- Opening Delimiter -
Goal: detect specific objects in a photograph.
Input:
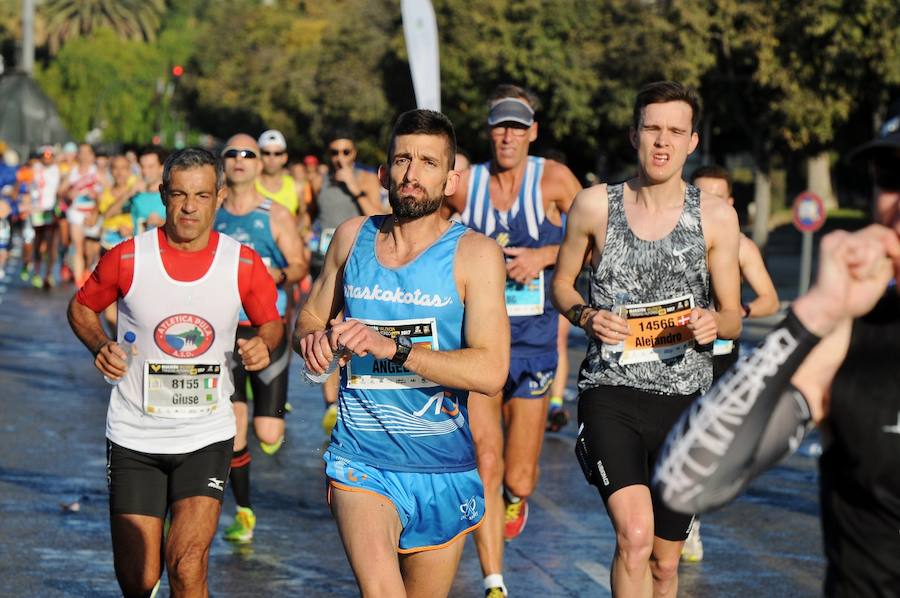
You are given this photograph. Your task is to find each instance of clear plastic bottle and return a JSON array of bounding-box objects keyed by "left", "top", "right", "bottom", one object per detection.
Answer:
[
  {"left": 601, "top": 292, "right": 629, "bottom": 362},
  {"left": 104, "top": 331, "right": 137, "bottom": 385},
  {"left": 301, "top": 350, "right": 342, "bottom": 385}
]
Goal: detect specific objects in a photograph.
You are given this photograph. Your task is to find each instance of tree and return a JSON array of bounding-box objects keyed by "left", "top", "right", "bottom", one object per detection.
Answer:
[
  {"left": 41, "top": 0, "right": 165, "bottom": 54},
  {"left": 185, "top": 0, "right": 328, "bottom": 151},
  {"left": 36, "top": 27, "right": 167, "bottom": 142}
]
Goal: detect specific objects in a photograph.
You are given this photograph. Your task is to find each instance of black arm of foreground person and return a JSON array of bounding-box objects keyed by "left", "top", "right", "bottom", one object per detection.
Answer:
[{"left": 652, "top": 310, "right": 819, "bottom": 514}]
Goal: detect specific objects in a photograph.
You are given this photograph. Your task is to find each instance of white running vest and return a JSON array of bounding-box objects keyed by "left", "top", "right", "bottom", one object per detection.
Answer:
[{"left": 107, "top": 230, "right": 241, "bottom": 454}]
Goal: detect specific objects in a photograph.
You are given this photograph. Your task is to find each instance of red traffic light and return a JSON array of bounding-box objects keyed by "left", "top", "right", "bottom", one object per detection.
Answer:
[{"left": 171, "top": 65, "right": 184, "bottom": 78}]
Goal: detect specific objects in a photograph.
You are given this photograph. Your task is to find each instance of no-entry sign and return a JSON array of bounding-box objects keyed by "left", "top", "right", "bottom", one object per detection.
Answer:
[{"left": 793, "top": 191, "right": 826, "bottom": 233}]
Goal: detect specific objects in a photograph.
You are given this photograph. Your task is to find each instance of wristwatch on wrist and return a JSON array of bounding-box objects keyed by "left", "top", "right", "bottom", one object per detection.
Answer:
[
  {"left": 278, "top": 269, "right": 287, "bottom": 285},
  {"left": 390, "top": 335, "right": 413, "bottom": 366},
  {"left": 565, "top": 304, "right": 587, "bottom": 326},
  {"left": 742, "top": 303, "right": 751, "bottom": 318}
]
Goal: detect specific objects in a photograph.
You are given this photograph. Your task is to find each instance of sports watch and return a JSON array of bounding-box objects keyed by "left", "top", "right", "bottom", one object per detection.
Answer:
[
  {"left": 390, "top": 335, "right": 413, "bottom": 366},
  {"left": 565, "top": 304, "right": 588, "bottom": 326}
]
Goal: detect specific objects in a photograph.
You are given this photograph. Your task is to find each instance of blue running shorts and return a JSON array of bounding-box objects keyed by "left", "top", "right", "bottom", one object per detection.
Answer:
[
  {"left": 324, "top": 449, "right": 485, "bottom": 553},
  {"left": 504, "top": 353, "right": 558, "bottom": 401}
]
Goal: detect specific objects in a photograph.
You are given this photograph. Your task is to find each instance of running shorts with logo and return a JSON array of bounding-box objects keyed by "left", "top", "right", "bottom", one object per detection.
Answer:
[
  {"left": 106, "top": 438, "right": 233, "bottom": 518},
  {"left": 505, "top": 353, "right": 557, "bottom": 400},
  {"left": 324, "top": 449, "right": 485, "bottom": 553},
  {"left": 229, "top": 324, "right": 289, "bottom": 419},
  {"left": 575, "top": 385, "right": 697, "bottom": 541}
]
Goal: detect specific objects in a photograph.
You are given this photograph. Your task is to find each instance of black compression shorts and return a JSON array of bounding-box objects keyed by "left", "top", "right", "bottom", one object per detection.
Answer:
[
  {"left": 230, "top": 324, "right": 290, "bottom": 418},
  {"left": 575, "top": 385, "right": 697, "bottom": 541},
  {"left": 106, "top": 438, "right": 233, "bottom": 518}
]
- Closing Delimiter -
- Opening Delimiter -
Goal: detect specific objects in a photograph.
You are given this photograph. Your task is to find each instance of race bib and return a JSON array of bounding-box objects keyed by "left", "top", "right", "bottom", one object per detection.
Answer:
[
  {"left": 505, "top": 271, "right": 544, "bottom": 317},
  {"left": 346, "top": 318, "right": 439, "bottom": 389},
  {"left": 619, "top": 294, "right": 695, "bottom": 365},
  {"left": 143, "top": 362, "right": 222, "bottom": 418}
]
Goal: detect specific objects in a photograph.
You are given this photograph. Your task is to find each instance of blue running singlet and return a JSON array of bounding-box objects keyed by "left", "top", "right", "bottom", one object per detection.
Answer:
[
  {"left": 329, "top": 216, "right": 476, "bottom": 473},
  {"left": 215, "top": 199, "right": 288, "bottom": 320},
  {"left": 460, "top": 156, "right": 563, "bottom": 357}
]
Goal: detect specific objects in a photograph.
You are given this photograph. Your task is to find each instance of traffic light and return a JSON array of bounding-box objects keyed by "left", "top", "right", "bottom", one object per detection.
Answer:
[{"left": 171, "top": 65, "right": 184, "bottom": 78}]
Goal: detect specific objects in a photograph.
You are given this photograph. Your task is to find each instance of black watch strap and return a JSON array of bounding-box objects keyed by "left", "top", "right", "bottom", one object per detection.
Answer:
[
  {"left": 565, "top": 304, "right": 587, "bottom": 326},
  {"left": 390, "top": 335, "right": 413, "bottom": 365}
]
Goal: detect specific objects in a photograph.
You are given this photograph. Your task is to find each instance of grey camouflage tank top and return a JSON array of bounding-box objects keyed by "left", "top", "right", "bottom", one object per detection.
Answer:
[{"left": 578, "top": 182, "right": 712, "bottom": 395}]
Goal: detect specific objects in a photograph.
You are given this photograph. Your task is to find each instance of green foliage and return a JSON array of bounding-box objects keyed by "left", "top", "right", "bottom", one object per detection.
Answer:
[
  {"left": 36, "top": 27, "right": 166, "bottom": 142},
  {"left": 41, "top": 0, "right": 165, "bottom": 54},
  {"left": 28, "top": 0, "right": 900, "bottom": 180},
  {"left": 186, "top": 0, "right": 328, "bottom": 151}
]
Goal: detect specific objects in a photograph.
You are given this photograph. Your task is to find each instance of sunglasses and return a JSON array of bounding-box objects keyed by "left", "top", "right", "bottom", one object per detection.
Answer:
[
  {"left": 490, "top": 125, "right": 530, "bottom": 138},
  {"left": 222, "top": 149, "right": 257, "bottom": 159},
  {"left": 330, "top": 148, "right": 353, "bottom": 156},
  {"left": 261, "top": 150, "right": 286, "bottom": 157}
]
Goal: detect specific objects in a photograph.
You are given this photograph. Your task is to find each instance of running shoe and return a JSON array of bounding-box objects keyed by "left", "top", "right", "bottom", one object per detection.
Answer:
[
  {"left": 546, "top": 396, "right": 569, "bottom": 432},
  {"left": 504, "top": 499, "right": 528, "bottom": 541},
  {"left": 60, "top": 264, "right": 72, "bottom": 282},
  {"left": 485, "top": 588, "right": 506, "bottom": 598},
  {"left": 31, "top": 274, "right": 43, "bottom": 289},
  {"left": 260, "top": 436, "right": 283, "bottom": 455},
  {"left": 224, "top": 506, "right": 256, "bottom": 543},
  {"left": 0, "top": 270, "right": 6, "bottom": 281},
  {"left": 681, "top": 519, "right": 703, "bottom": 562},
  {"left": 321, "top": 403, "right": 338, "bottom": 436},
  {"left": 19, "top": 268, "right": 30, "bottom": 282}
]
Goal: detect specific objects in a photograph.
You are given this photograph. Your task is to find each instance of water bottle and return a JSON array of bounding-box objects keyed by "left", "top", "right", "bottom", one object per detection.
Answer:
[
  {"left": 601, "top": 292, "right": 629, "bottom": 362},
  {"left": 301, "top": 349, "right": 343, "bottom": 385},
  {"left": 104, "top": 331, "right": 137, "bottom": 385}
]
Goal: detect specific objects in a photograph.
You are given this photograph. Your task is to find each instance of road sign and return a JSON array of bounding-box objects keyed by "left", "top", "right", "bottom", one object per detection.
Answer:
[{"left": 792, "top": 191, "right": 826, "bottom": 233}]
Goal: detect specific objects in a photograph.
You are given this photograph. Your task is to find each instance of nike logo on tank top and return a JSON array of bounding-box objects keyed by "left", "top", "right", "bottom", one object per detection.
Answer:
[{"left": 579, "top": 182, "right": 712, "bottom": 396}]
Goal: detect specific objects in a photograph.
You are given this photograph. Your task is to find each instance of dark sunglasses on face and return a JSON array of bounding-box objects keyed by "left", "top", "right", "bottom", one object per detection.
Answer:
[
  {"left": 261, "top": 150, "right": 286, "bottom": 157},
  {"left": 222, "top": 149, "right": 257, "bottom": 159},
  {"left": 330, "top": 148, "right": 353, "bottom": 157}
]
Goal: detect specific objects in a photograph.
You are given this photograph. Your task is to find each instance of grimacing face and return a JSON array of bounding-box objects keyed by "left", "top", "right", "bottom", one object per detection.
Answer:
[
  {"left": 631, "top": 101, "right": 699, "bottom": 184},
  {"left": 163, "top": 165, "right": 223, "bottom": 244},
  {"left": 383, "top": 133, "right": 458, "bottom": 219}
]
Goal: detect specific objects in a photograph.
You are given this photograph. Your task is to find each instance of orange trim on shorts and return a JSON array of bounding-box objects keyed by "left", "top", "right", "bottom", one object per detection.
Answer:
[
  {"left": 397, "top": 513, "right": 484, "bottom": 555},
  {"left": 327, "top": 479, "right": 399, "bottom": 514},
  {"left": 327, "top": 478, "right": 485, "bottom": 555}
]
- Closing Delimiter -
In the entries above, restate word for word the lines between the one holding "of running shoe" and the one holding "instance of dark", inclusive, and nothing besides.

You are given this photograph. Your task is to find each instance of running shoe and return a JSON array of bounding-box objects keyed by "left", "top", "right", "bottom", one object per detection.
Answer:
[
  {"left": 546, "top": 396, "right": 569, "bottom": 432},
  {"left": 504, "top": 499, "right": 528, "bottom": 541},
  {"left": 60, "top": 264, "right": 72, "bottom": 282},
  {"left": 485, "top": 588, "right": 506, "bottom": 598},
  {"left": 31, "top": 274, "right": 43, "bottom": 289},
  {"left": 260, "top": 436, "right": 283, "bottom": 455},
  {"left": 224, "top": 506, "right": 256, "bottom": 543},
  {"left": 0, "top": 270, "right": 6, "bottom": 281},
  {"left": 681, "top": 519, "right": 703, "bottom": 562},
  {"left": 321, "top": 403, "right": 338, "bottom": 436},
  {"left": 19, "top": 268, "right": 30, "bottom": 282}
]
Goal: detect specific objects in a photograph.
You are given this photograph. Your task is to find each instance of water bottle and return a JSON array of bounding-box objects keyed by "left", "top", "right", "bottom", one object per detection.
Answer:
[
  {"left": 601, "top": 292, "right": 629, "bottom": 362},
  {"left": 301, "top": 349, "right": 343, "bottom": 385},
  {"left": 104, "top": 331, "right": 137, "bottom": 385}
]
Goal: detect specific objects in a photograph.
You are given this photograph. Your task is to find each instance of road sign and return a JSON array of bounding-box objects keyed by "left", "top", "right", "bottom", one object per detection.
Answer:
[{"left": 792, "top": 191, "right": 826, "bottom": 233}]
Goal: detect specific objects in a photograph.
You are given this photograph. Your task is to find each instance of nike logo on tank top and return a JSON array of bounding-box objects keyed by "left", "top", "right", "bottom", one object per detection.
Answer:
[{"left": 579, "top": 182, "right": 712, "bottom": 396}]
Goal: detect specific objects in a photograph.
You are given this photograph. Your task is to find each instance of dark sunglasses on face and return a JSON array of bounding-box objects keyed by "left", "top", "right", "bottom", one object per detection.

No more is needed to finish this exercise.